Provided text
───

The more people are in a panic… the more dislocations… the crazier and more out of whack the markets get… the more money traders make.

Let me give you some examples…

Dislocations Bring Traders Opportunities

We all know the COVID-19 pandemic created extreme market volatility… extreme price dislocations… all over the world.

Because so much of the global economy shut down, there was a glut of oil. Prices even went negative for a short time. It was a market panic.

As a result, oil stocks plunged 60% in less than three months.

Then the market rebounded. Oil stocks soared 45% off their lows… again, in less than three months.

In a calm market, those kinds of moves can take years to play out.

But during the COVID crisis, they played out in three months.

Another story from the pandemic is Zoom Video.

Thanks to the surge in video calls, Zoom enjoyed a big revenue boost. People got so emotional and excited over the Zoom story that they piled into the stock and sent it rocketing 221% in six months.

But because people bid up Zoom to absurd price levels relative to its revenue and profits, the shares crashed over 75% in less than a year.

These kinds of giant short-term moves are uncommon in calm markets.

But they are very common in volatile markets where emotions are running high.

Take another historic panic – the 2007-08 financial crisis.

Back then, people were worried the next Great Depression was at hand. They sold their stocks with no regard to their underlying values.

They didn’t even have the option to think about value. They had to raise cash to meet margin calls and other obligations. So, they sold first and asked questions later.

Panicked sellers sold Amazon all the way down to less than $2 a share.

But as people returned to their senses, Amazon skyrocketed more than 100% of its lows… in less than six months.

Apple was a similar story during the panic.

Investors dumped the stock in 2008. But then Apple hit bottom and soared 157% in less than a year.

Many people wait seven years to make that in stocks!

Then you have the total chaos of the dot-com crash during the early 2000s.

The big tech leader Cisco soared thousands of percent in the years leading up to the bust… and then crashed more than 70% in less than a year.

It was a massive move in a short time.

This kind of move can produce spectacular gains in a short time for traders betting on a drop.

Why would you wait five years to make 100% when you can make it in five months?

The Key to Short-Term Profits

A big key in all this comes down to investor emotion.

Times of extreme volatility — when markets go through huge ups and downs… when people are worried about the system holding together — are dangerous for most investors.

When markets are going through huge ups and downs, investor emotion tends to fly off the charts.

Emotions are the enemy of good investing and trading.

During volatile, emotional times, investors panic and sell near bottoms… then panic and buy near tops.

Markets are rational most of the time. They price most assets correctly most of the time.

But when emotion levels go off the charts – like they do during volatile times (or during financial crises like we mentioned in the previous section) — emotion overwhelms reason.

During a crash, terrified investors sell first and ask questions later. They buy and sell assets with no regard for their underlying values or ability to produce cash flow.

During volatile times, the price of assets decouples from the value of assets.

This means, if you can keep your head while others are losing theirs, you can profit from big moves in the market.

When most investors hear about a crash or a panic in a market, their instinct is to sell. They avoid volatility.

To most investors, volatility is a bad word. It’s like a spicy pepper in your oatmeal. You don’t want to see it in your sensible, conservative investment mix.

The talking heads on financial television complain about volatile markets. Mainstream headlines make it sound like volatility is a terrible thing.

Which brings up one of the greatest lessons you can ever learn about the financial markets…. one of the true keys to market mastery.

Great traders and investors love volatility.

In fact, it’s a landmark moment in someone’s investment career when they realize that volatility can be harnessed… and can help you make a lot of money quickly.

When that realization happens, a world of huge opportunities opens.

───

(Stored entries)
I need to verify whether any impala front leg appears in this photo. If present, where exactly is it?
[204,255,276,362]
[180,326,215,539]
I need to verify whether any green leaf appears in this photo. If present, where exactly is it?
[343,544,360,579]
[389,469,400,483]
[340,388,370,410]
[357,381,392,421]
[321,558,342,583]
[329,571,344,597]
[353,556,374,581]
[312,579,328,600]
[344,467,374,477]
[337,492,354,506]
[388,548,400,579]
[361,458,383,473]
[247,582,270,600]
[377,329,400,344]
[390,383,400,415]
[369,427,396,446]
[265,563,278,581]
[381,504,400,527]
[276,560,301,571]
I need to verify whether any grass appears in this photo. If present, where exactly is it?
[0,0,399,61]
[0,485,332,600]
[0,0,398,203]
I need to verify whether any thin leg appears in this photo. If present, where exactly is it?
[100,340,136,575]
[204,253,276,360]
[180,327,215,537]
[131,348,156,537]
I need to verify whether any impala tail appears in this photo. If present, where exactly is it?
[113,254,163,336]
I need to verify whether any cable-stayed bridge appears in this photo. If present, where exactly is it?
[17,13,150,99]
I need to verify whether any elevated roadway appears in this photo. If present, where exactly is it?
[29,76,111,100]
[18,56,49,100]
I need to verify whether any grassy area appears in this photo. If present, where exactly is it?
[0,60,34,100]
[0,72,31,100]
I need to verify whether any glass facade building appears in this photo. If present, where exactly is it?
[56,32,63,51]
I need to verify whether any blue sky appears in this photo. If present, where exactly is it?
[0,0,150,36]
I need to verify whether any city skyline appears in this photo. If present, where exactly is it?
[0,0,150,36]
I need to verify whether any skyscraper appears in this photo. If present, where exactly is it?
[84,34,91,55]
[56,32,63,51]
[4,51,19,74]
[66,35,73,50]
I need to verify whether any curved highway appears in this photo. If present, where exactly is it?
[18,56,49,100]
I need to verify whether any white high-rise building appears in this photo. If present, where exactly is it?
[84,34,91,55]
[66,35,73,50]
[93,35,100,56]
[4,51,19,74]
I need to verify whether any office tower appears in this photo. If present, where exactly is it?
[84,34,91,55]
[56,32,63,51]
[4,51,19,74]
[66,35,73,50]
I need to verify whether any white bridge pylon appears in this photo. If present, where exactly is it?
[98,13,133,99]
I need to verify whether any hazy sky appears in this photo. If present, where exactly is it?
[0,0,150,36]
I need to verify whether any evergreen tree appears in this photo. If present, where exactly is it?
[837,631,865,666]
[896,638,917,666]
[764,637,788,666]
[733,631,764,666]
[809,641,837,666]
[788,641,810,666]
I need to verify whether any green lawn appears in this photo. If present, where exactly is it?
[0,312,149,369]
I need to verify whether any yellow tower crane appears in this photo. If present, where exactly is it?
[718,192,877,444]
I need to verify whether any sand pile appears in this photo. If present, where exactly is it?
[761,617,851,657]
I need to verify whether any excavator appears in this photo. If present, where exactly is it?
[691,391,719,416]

───

Exercises
A – List every company named in the passage on market volatility.
B – Reproduce the passage on market volatility word for word, starting at "Let me give" and ending at "again, in less than three months.".

Your responses
A – Zoom Video, Amazon, Apple, Cisco

B –
Let me give you some examples…

Dislocations Bring Traders Opportunities

We all know the COVID-19 pandemic created extreme market volatility… extreme price dislocations… all over the world.

Because so much of the global economy shut down, there was a glut of oil. Prices even went negative for a short time. It was a market panic.

As a result, oil stocks plunged 60% in less than three months.

Then the market rebounded. Oil stocks soared 45% off their lows… again, in less than three months.